Records of boxed labels:
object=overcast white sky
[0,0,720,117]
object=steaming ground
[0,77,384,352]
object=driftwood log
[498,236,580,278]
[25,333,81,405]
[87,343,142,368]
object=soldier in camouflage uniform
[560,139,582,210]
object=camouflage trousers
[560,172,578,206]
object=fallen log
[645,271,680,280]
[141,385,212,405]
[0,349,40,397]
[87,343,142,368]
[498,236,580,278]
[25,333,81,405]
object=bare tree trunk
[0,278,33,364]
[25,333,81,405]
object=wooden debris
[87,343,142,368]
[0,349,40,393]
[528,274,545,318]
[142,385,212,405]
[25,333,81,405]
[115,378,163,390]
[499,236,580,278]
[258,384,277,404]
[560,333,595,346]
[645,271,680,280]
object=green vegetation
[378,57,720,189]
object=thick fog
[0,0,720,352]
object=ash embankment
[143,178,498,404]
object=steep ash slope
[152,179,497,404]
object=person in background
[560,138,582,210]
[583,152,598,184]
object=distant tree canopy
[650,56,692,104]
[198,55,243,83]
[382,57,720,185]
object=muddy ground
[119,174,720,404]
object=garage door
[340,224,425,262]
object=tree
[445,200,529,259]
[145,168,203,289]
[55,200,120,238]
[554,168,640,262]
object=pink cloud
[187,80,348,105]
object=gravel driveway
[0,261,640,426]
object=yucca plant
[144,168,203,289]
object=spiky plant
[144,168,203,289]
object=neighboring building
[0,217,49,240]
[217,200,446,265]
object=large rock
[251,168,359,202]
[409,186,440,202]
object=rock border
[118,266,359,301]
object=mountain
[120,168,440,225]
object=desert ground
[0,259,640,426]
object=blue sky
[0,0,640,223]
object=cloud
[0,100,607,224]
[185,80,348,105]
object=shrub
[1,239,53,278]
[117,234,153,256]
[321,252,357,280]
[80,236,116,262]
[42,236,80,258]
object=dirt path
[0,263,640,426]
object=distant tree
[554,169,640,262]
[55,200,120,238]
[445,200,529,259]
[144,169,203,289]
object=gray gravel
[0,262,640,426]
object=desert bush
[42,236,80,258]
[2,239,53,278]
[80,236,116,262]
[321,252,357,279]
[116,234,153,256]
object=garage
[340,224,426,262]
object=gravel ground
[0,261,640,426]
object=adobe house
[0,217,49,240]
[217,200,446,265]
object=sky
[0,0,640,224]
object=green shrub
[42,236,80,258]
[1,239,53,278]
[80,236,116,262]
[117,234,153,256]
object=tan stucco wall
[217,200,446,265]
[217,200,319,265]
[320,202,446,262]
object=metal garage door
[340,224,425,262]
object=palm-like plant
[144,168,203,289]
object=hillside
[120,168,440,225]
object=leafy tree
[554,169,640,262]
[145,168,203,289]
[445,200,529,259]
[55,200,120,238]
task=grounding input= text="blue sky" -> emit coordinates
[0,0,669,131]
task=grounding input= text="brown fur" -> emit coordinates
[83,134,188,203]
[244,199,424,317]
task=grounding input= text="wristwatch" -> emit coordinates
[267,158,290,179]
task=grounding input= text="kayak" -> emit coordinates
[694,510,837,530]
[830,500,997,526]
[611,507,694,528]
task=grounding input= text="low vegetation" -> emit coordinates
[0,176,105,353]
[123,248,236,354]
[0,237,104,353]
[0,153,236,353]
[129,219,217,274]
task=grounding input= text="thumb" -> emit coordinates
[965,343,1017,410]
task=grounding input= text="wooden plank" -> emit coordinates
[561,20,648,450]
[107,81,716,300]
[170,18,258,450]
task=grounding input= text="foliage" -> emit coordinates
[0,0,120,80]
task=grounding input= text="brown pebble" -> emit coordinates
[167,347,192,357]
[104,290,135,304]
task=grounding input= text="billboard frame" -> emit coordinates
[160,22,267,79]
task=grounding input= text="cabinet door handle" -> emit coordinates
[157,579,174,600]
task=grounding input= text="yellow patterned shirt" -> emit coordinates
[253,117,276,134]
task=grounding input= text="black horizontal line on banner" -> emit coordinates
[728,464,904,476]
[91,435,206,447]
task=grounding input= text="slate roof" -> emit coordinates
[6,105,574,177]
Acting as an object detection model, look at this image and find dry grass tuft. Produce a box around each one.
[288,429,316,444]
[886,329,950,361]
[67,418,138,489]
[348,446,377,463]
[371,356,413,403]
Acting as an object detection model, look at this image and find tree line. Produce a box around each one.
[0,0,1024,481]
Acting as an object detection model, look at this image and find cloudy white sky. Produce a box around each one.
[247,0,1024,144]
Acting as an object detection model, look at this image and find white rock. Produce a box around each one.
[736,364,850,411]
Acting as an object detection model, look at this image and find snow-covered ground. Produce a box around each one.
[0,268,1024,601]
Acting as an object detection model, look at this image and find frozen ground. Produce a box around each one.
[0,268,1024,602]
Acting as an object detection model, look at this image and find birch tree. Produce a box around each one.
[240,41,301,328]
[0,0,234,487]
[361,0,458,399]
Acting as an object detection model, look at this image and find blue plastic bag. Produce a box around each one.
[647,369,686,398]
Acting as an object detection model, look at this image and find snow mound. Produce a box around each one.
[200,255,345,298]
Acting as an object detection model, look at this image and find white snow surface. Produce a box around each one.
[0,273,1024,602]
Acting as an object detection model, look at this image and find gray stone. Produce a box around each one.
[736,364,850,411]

## Requirement
Write out the lines above again, each one unchanged.

## The output
object=overcast white sky
[0,0,720,117]
object=steaming ground
[0,77,384,352]
object=driftwood log
[498,236,580,278]
[25,333,81,405]
[87,343,142,368]
object=soldier in camouflage uniform
[560,139,582,210]
object=camouflage trousers
[560,172,578,206]
object=fallen log
[645,271,680,280]
[141,385,212,405]
[0,349,40,397]
[87,343,142,368]
[498,236,580,278]
[25,333,81,405]
object=bare tree trunk
[0,278,33,364]
[25,333,81,405]
object=wooden debris
[87,343,142,368]
[0,349,40,393]
[528,274,545,318]
[142,385,212,405]
[25,333,81,405]
[115,378,163,390]
[499,236,580,278]
[258,384,277,404]
[560,333,595,346]
[645,271,680,280]
object=green vegetation
[378,57,720,189]
object=thick fog
[0,0,720,352]
object=ash embankment
[143,178,498,404]
object=steep ash slope
[152,179,497,404]
object=person in background
[560,138,582,210]
[583,152,598,184]
object=distant tree canopy
[650,56,692,104]
[198,55,243,83]
[382,57,720,185]
object=muddy ground
[119,174,720,404]
object=garage door
[340,224,425,262]
object=tree
[445,200,529,259]
[145,168,203,289]
[55,200,120,238]
[554,168,640,262]
object=pink cloud
[187,80,348,105]
object=gravel driveway
[0,261,640,426]
object=yucca plant
[144,168,203,289]
object=spiky plant
[144,168,203,289]
object=neighboring building
[0,217,49,240]
[217,200,446,265]
object=large rock
[251,168,359,202]
[409,186,440,202]
object=rock border
[118,266,359,301]
object=mountain
[120,168,440,225]
object=desert ground
[0,259,640,426]
object=blue sky
[0,0,640,223]
object=cloud
[0,100,607,224]
[185,80,348,105]
object=shrub
[1,239,53,278]
[117,234,153,256]
[321,252,357,280]
[80,236,116,262]
[42,236,80,258]
object=dirt path
[0,263,640,426]
object=distant tree
[554,169,640,262]
[55,200,120,238]
[445,200,529,259]
[144,169,203,289]
object=gray gravel
[0,262,640,426]
object=desert bush
[42,236,80,258]
[2,239,53,278]
[80,236,116,262]
[321,252,357,279]
[116,234,153,256]
object=garage
[340,224,426,262]
object=gravel ground
[0,261,640,426]
object=adobe house
[0,217,49,240]
[217,200,446,265]
object=sky
[0,0,640,224]
object=green shrub
[42,236,80,258]
[1,239,53,278]
[80,236,116,262]
[117,234,153,256]
object=tan stucco wall
[217,200,446,265]
[217,200,319,265]
[320,202,446,262]
object=metal garage door
[340,224,425,262]
object=palm-like plant
[144,168,203,289]
object=hillside
[120,168,440,225]
object=leafy tree
[554,169,640,262]
[145,168,203,289]
[445,200,529,259]
[55,200,120,238]
task=grounding input= text="blue sky" -> emit coordinates
[0,0,669,131]
task=grounding input= text="brown fur" -> emit coordinates
[83,134,188,203]
[244,199,424,317]
task=grounding input= text="wristwatch" -> emit coordinates
[267,158,290,179]
task=grounding input= text="kayak" -> emit coordinates
[694,510,837,530]
[830,500,997,526]
[611,507,694,528]
task=grounding input= text="low vegetation" -> emit coordinates
[0,176,105,353]
[123,248,236,354]
[0,237,104,353]
[0,153,236,353]
[129,219,217,274]
task=grounding input= text="thumb" -> emit coordinates
[965,343,1017,410]
task=grounding input= text="wooden plank" -> emit coordinates
[561,20,648,450]
[107,81,716,300]
[170,18,258,450]
task=grounding input= text="foliage" -> emit coordinates
[0,0,120,80]
task=grounding input= text="brown pebble" -> emit coordinates
[167,347,192,357]
[104,290,135,304]
task=grounding input= text="billboard frame" -> emit coordinates
[160,22,267,79]
task=grounding input= text="cabinet door handle" -> emit coordinates
[157,579,174,600]
task=grounding input= text="yellow patterned shirt" -> emit coordinates
[253,117,276,134]
task=grounding input= text="black horizontal line on banner" -> emit coordinates
[728,464,904,476]
[91,435,206,447]
task=grounding input= text="slate roof" -> emit coordinates
[6,105,574,177]
Acting as an object detection model, look at this image and find dry grass tuft. Produce a box around each one.
[288,429,316,444]
[886,329,950,361]
[67,418,138,489]
[348,446,377,463]
[371,356,413,403]
Acting as an object detection model, look at this image and find tree line. Produce a box around each one.
[0,0,1024,481]
Acting as an object detection model, look at this image and find cloudy white sky. Produce a box around each one.
[247,0,1024,144]
Acting as an object detection model, look at this image and find white rock. Produce a box around each one.
[736,364,850,411]
Acting as an object detection model, look at this image and find snow-covered ground. Produce a box around each one.
[0,268,1024,601]
Acting as an object detection model, look at this image and find frozen ground. Produce a box around each one.
[0,268,1024,602]
Acting as an object detection model, look at this image and find birch tree. Produce a box around each one.
[240,41,301,328]
[0,0,234,487]
[361,0,458,399]
Acting as an object detection model, look at this image and find blue plastic bag. Produce a box around each one.
[647,369,686,398]
Acting as an object detection model, look at this image and find snow mound. Produce a box around each one.
[200,255,345,298]
Acting as an object detection model, look at this image and find white snow surface. Produce a box around each one.
[0,273,1024,602]
Acting as an object detection model, look at this image and find gray stone. Produce a box around each one.
[736,364,850,411]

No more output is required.